## [PROBLEM DETAILS]
Write the data below out again in full, exactly as shown.

## [Point-per-instance localization data]

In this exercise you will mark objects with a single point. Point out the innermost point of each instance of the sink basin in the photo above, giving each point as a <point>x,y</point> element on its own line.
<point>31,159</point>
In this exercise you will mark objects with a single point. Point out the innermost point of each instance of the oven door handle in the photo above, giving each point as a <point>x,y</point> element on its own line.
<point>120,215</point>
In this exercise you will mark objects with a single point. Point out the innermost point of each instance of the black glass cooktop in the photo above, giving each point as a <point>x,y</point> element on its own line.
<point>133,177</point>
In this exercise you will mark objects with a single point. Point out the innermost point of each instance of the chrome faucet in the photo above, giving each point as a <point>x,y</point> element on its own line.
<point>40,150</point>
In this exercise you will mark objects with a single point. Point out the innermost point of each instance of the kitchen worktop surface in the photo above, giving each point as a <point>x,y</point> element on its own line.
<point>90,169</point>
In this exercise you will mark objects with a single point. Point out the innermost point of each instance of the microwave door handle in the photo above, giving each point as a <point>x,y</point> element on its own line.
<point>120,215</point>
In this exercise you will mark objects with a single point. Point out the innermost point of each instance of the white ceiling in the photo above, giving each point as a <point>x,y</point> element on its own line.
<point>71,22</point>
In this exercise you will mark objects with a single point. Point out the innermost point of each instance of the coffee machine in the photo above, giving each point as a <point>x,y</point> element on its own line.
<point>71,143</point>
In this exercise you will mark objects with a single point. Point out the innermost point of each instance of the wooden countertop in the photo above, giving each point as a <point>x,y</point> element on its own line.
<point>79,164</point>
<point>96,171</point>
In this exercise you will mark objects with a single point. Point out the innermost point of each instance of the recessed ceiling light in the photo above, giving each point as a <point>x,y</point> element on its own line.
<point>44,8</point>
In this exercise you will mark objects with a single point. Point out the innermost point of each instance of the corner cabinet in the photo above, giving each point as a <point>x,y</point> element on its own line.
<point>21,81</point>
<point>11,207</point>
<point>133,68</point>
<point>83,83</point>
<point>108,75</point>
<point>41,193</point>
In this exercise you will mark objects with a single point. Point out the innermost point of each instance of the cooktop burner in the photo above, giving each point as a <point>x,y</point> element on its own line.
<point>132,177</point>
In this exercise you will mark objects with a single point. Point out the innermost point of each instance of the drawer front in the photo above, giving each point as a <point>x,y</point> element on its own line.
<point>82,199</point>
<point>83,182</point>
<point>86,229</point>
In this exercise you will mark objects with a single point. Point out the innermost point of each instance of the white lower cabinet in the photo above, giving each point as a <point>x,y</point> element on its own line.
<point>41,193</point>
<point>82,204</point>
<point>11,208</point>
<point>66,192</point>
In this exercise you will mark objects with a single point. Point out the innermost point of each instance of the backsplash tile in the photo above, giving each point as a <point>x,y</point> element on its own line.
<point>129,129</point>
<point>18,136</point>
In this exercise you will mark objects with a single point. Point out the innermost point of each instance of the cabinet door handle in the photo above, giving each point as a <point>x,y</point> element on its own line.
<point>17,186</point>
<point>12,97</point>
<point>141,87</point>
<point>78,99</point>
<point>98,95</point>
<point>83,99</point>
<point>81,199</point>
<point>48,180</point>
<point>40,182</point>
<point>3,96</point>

## [RESPONSE AREA]
In this exercise you will mark objects with a single point. Point out the innermost point of each instance of the sink basin in the photo above, giving each point as a <point>x,y</point> element on its own line.
<point>31,159</point>
In this exercise you will mark objects with a single point. Point out the innermost point of each instance of the oven door handle in the photo above, giving each point as a <point>x,y</point> element on its own line.
<point>120,215</point>
In this exercise you will mark objects with a single point. Point out the innermost point of each instance of the black glass cooktop in the photo above, giving each point as a <point>x,y</point> element on its own line.
<point>133,177</point>
In this exercise you will mark objects with a single point. Point out the innermost point of each instance of the chrome faucet in the photo above, giving each point as a <point>x,y</point> element on its own line.
<point>40,150</point>
In this exercise you will mark objects with a single point. Point out the innermost point of each instance of the kitchen worktop surface in the photo above, giving each point as a <point>x,y</point> element on its own line.
<point>90,169</point>
In this exercise you will mark objects with a single point. Point out the innermost point of each instance of the microwave door handle in the photo above, giving each point as a <point>x,y</point> element on its own line.
<point>120,215</point>
In this exercise you will mark objects with a single point. Point out the innermost point of each instance of the white ceiling in the photo above, giving each point as a <point>x,y</point> element on its own line.
<point>71,22</point>
In this exercise you will mark objects with a single point. Point out the innermost point of each instance of the coffee machine in the photo above, giving each point as a <point>x,y</point> element on its own line.
<point>71,143</point>
In this exercise you will mark objects with a single point. Point out the innermost point of each instance of the wooden countertop in the photo above, giving each point as a <point>x,y</point> element on its own line.
<point>79,164</point>
<point>96,171</point>
In this exercise you will mark objects with a single point. Point out the innermost point of each instance of the recessed ceiling light in the photo above, giving each point as a <point>x,y</point> element on its own line.
<point>44,8</point>
In this exercise you will mark objects with a single point. Point out the innermost point of each instance of the corner cabinet in the photo above, giving each point as a <point>x,y</point> element on its own line.
<point>21,81</point>
<point>11,207</point>
<point>133,68</point>
<point>83,83</point>
<point>108,75</point>
<point>41,193</point>
In this exercise you will mark objects with a single point. Point out the innermost point of each instance of the cooktop burner in the photo above, giving each point as a <point>x,y</point> element on its own line.
<point>132,177</point>
In this exercise you will mark objects with a single point. Point out the innermost point of each instance of the drawer front in the photo above, giving each point as a <point>x,y</point> element on its own line.
<point>82,199</point>
<point>83,182</point>
<point>86,229</point>
In this exercise you will mark objects with a single point. Point out the innermost point of each instance of the white lower cabinet in the photo above, giving each point as a <point>x,y</point> element on its own line.
<point>41,193</point>
<point>82,204</point>
<point>11,208</point>
<point>66,192</point>
In this exercise you will mark objects with a single point. Point out the innermost point of each instance of the backsplash tile in the photo above, giving each point as a <point>x,y</point> element on its own line.
<point>129,129</point>
<point>18,136</point>
In this exercise you will mark objects with a single point. Point out the innermost point of each instance of the cabinet door handle in the photo above, giving each point as a <point>x,y</point> element on its own line.
<point>17,186</point>
<point>12,97</point>
<point>141,87</point>
<point>78,99</point>
<point>98,95</point>
<point>83,99</point>
<point>81,199</point>
<point>48,180</point>
<point>40,182</point>
<point>3,96</point>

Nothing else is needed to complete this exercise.